↓

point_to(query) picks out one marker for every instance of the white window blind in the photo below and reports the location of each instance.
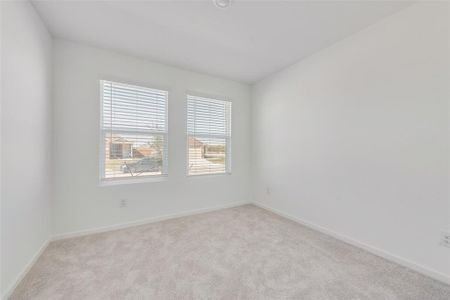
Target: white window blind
(208, 136)
(134, 131)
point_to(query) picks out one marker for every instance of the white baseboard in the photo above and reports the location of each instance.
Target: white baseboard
(25, 270)
(374, 250)
(144, 221)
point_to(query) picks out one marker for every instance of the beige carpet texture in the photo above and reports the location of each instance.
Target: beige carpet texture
(239, 253)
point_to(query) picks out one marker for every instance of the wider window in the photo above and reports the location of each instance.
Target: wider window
(208, 136)
(134, 131)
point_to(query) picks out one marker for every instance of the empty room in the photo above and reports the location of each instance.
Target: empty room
(225, 149)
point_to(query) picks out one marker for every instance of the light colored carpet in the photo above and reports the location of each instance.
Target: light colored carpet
(239, 253)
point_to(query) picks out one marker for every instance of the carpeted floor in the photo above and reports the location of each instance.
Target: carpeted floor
(239, 253)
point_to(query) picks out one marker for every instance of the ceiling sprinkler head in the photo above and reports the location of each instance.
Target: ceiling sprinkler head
(222, 3)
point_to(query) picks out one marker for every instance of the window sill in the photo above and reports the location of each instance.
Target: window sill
(147, 179)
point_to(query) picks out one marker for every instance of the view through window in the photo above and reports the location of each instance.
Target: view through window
(209, 136)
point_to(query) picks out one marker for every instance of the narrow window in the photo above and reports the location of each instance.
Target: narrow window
(208, 136)
(134, 131)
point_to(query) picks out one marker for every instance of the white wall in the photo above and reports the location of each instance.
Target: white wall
(79, 202)
(26, 138)
(356, 138)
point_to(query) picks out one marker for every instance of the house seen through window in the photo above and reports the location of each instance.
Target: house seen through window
(134, 131)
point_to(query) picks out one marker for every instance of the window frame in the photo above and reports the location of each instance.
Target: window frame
(103, 181)
(228, 139)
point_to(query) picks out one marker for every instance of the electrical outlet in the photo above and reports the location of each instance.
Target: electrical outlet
(123, 203)
(445, 239)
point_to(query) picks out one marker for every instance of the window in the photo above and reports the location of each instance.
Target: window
(208, 136)
(134, 131)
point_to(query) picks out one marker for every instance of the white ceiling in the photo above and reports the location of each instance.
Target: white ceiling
(246, 42)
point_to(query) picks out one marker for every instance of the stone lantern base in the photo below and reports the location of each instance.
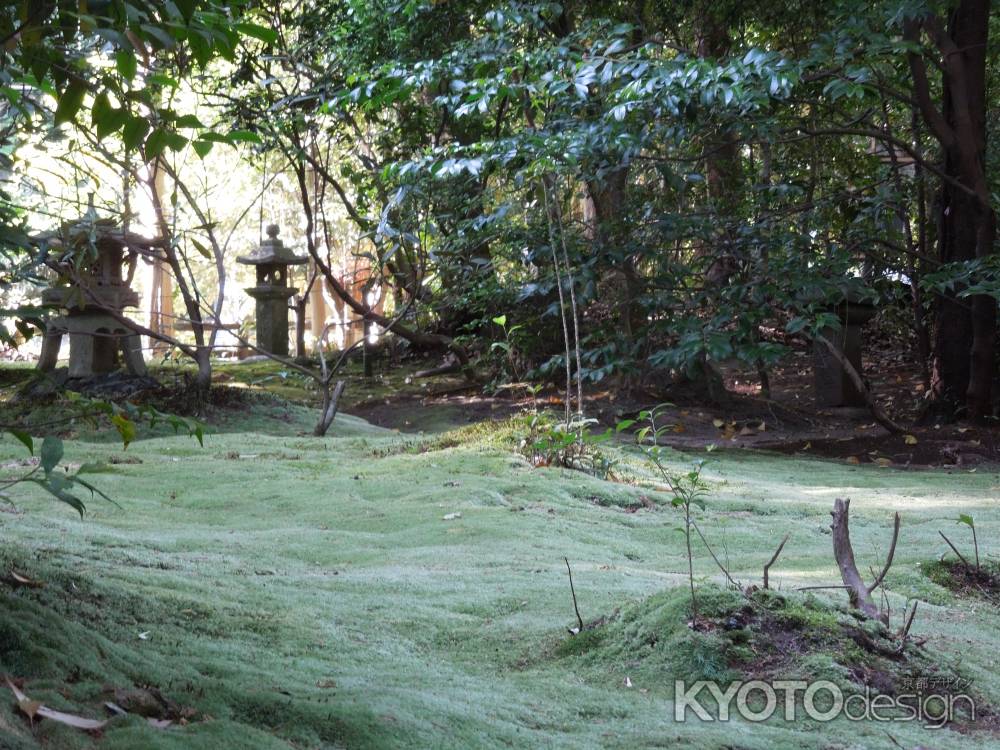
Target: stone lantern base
(833, 388)
(272, 317)
(95, 339)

↑

## Stated task:
Please copy out every one of the lines above word for word, from the first through the last, and leave the pictures out.

## Problem solution:
point_to(query) picks out one marker for every instance of the white window blind in the photo below and reports the location of each instance.
Target: white window blind
(208, 136)
(134, 131)
point_to(query) picks out one marker for every instance of the white baseboard in the photo above and reports the location of each instance.
Target: white baseboard
(25, 270)
(374, 250)
(144, 221)
point_to(query) picks out one marker for every instance of the beige carpet texture in the photo above and reports the location of each instance.
Target: beige carpet texture
(239, 253)
point_to(query) picks out one marker for every instance of the wider window in the photo above and reports the location of each instance.
Target: wider window
(208, 136)
(134, 131)
point_to(query) picks out one marker for every instance of the empty room in the photo above and reports the location of each instance.
Target: empty room
(225, 149)
point_to(query) picks out one marker for every instance of the light colored carpet in the photo above and reports the location of each instance.
Target: light colored carpet
(239, 253)
point_to(query) picks out one marker for every instance of the carpeted floor in the photo above and reports the location of each instance.
Target: carpeted floor
(239, 253)
point_to(query) picks out one marker for every instance of the ceiling sprinkler head in the photo above and reports the location of each instance.
Target: ceiling sprinkler head
(222, 3)
point_to(query) picks out one marker for every instance of the window sill in the photo above and reports the location of each instance.
Target: window sill
(147, 179)
point_to(query) picks out one marker for every instance of the view through window in the photo above and reports the location of each instance.
Target: view through window
(209, 136)
point_to(query) picks out one marker for every instance of the narrow window in the photo above and reports the location of each instance.
Target: narrow window
(208, 136)
(134, 131)
point_to(query) picks out one marker for every instance of the white wall in the photo above and reports the location of each instance.
Target: white wall
(79, 202)
(26, 138)
(356, 138)
point_to(query) picks out one marker for every instance of the house seen through window in the photo above and reports the location of each instance.
Target: house seen through window
(134, 131)
point_to(query) picks out one marker for every instance of the window frame in the photo above and reports the location of each instance.
Target: window frame
(103, 181)
(228, 139)
point_to(query) picks out one marker for every instance of the electrical outlet in the photo above and reports the location of each instance.
Target: electrical outlet
(123, 203)
(445, 239)
point_to(query) picks out one marker for every instance of the window in the photo above and reports the location of each instance.
Target: window
(208, 136)
(134, 131)
point_to(query) picks out one marker for every instance of the white ceiling in the photo above and reports the location of each instance.
Target: white ceiling
(246, 42)
point_to(query) picks out one marker for every instance of the stone lantern base in the photo below and reports the location of each instance.
Target: stone lantern base
(833, 388)
(272, 317)
(95, 339)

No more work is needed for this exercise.